Good Story and Decent Puzzles, Endings Could Be Tighter

User Rating: 8 | A Night at the Watermill LNX

A Night at the Watermill was impressive for a few reasons. First is that the developers managed to make a full fledged point and click game in Ren'Py which is usually used for visual novels. It now has the best of both worlds where it has the traditional puzzle and inventory aspects of a point and click game combined with the dialogue choices and story branching of a visual novel. The puzzles themselves are fairly well done save for one where you make a pen. I found logic in the other puzzles but not that one. The atmosphere, story, music, and visuals were all well done. I would have liked to see more done with the story as each of the endings were decent but all left me wanting more as they don't provide a ton of closure. Aside from the endings the story did a good job of revealing things and does a good job of building tension.

- - - - -

## Task item
Could you continue the review of A Night at the Watermill from its last sentence?

- - - - -

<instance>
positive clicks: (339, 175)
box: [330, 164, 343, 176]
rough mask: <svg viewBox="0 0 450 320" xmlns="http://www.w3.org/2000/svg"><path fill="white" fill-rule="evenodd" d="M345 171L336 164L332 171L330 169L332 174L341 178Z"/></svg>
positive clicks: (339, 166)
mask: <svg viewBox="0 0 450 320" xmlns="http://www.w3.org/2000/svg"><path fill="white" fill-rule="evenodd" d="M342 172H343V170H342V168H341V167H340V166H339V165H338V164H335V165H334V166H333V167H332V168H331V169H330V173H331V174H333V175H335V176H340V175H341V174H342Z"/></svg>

- - - - -

## Task answer
I played A Night at the Watermill on Linux. It never crashed and I didn't notice any spelling errors. You can manually save whenever you want and there are nine save slots. The game ran just fine even on Intel onboard graphics.

Game Engine: Ren'Py 8.1.1.23060707

Game Version Played: 1.0.794

Disk Space Used: 639 MB

Input Used: Keyboard and Mouse

CPU Usage: 1-6 %

RAM Usage: 4.3-6.1 GB

If you enjoy point and click games that focus more on narrative than puzzles then I would recommend A Night at the Watermill. The puzzles are good overall but the story is the better reason to play it. I finished the game in forty eight minutes and paid $5.39 CAD for it so i'd say the value is good. I really would like to see what future projects Neon Tales does. If they can build on this then I think they have a bright future.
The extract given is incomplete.